DOCUMENT EXTRACT =
^^^^^^^^

Alles is gut/ All if Well (2019), dir. Eva Trobisch
Indeed, there is no reason why would anyone trouble themselves with Janne-played by Aenne Schwarz. She got a temp position in a publishing company with a benign boss Robert-played by Tilo Nest, Piet-played by Andreas Döhler, her boyfriend with ease turns their apartment renovations into nuanced pleasures after their joint project went bankrupt, their insolvency concluded with a wild party filled with alcohol, high-spirited conversation in a whirlwind of lights and-a rape. Somewhere within the last drops of shots, Janne´s newly found drinking mate, the brother-in-law of the new boss, a short-sighted unsuspected Martin-played by Hans Löw- took her benevolent offer of the couch as an invite for intercourse. And much as she drunkenly protested, she is first cornered and then, almost immediately, pushed with little force and much submission-to the floor.
The unobtrusive, slow-revealing writing of Trobisch follows Janne´s silence as something intriguingly different. By refusing to see herself as a victim, to allow herself a reflection of a sexual attack she sets herself fully apart from the Janne she was that night. Her defeat, anger and anxiety are blowing up invisibly and outwardly as her world steadily falls apart as if driven away by some invisible, apologetic hand. All is well resounds almost like a double attack. Netflix based German success is here with a sour pill to swallow on account of modern rape culture. It is here to stay posing perhaps an important question-how many Nos make it enough to count? And how many “Everything is fine now” are actually meant as a cry for help?
The Cave (2019), dir. Feras Fayyad
The streets of the Ghouta are barely set as we follow a small, female frame down into the darkness. The underground road as familiar as the back of her hand, leads surprisingly to sparsely lit white hallways, unmistakeably proving itself as a hospital wing-one of many in the subterranean labyrinth that amaze The Cave, Feras Fayyad´s latest piece. Known far and large with his Last Men in Aleppo´s success, this time the shaking horror and light is balanced with Amani Ballour, hospital´s manager and doctor.

^^^^^^^^

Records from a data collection

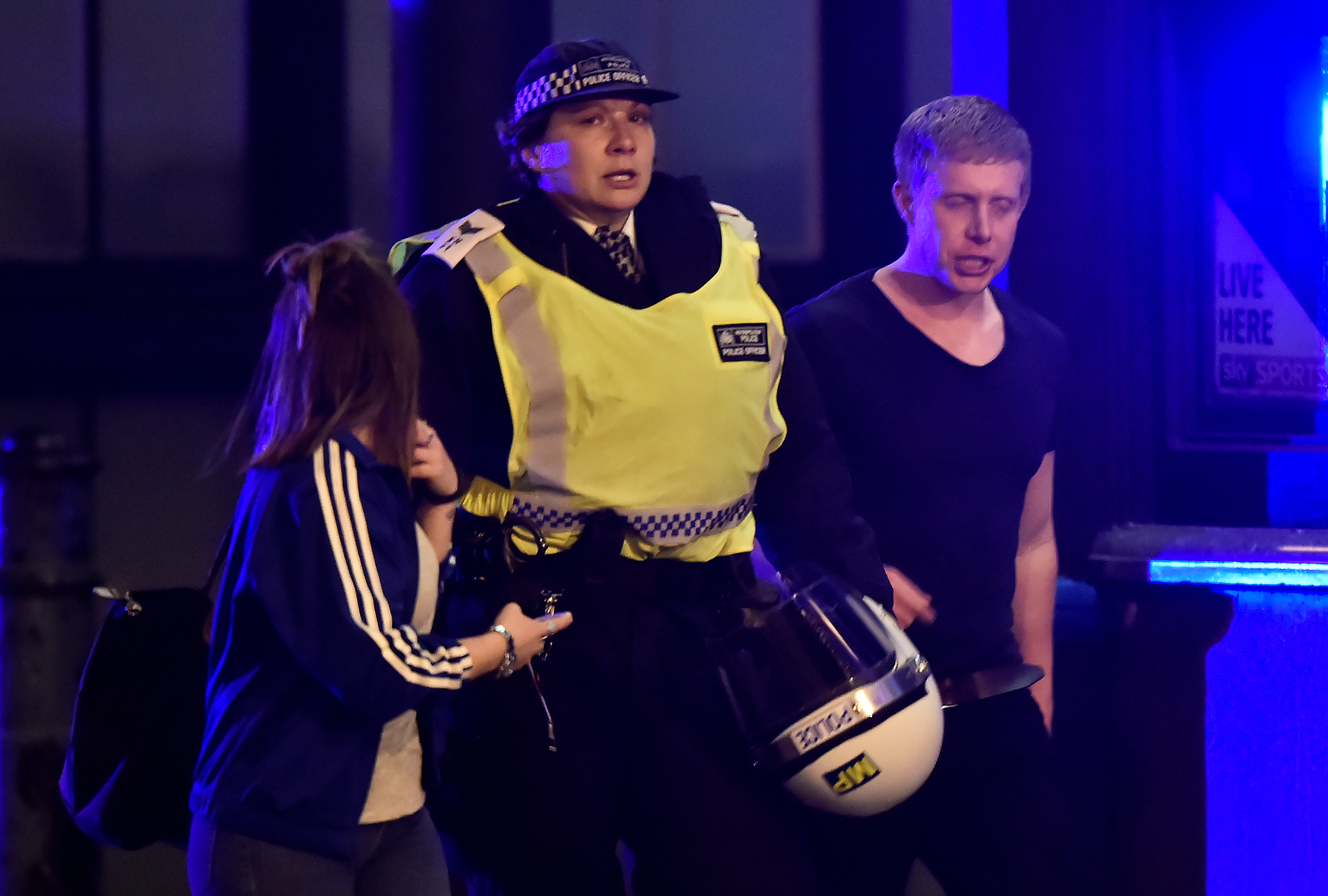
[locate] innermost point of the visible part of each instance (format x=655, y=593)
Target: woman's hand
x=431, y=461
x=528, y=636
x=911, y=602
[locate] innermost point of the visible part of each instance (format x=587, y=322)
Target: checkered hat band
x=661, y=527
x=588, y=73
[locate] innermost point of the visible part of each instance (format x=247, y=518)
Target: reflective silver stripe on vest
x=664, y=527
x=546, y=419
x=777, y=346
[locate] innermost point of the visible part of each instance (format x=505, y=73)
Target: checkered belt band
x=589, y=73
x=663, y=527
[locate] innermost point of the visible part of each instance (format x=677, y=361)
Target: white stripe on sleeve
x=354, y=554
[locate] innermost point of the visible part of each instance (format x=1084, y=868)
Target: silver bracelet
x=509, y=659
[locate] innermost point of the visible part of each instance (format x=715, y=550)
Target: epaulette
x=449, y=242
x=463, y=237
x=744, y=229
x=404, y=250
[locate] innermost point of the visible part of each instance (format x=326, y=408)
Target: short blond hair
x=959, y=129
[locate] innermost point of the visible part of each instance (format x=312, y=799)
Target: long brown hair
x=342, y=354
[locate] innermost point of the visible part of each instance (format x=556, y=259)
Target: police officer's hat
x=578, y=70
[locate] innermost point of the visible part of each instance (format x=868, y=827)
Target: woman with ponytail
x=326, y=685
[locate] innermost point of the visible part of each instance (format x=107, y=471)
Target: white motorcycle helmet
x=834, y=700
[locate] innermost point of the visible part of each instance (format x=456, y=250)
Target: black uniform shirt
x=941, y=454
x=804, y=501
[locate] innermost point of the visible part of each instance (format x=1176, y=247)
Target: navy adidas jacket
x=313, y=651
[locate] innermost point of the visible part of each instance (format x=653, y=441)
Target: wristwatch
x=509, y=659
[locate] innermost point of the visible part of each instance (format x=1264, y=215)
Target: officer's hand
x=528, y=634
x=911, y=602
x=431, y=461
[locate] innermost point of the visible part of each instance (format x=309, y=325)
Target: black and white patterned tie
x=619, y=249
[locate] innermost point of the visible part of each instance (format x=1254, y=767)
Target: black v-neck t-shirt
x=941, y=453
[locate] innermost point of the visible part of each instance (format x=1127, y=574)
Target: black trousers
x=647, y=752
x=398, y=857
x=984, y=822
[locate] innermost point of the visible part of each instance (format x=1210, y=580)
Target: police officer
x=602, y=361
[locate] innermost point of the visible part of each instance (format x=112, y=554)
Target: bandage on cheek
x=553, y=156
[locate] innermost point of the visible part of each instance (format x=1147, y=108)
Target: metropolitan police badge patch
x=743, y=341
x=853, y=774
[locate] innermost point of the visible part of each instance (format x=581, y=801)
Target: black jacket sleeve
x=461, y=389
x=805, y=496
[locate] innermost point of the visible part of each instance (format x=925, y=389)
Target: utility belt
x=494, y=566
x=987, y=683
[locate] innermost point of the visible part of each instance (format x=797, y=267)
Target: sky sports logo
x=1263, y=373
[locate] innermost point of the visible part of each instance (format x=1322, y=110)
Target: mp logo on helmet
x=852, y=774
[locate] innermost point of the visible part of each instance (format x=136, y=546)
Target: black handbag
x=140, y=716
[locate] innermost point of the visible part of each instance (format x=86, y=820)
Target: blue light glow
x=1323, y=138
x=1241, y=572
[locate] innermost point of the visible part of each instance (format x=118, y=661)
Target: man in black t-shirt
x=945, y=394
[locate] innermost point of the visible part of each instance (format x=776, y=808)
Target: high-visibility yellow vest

^^^^^^^^

WHAT YOU NEED TO DO =
(1) Answer these questions using the film reviews.
(a) Which actor plays Janne?
(b) Who directed The Cave?
(c) What two roles does the text give Amani Ballour?
(2) Transcribe everything in the film reviews from "The Cave (2019), dir." down to "manager and doctor.".

YOUR WRITTEN ANSWERS =
(1)
(a) Aenne Schwarz
(b) Feras Fayyad
(c) Hospital manager and doctor

(2)
The Cave (2019), dir. Feras Fayyad
The streets of the Ghouta are barely set as we follow a small, female frame down into the darkness. The underground road as familiar as the back of her hand, leads surprisingly to sparsely lit white hallways, unmistakeably proving itself as a hospital wing-one of many in the subterranean labyrinth that amaze The Cave, Feras Fayyad´s latest piece. Known far and large with his Last Men in Aleppo´s success, this time the shaking horror and light is balanced with Amani Ballour, hospital´s manager and doctor.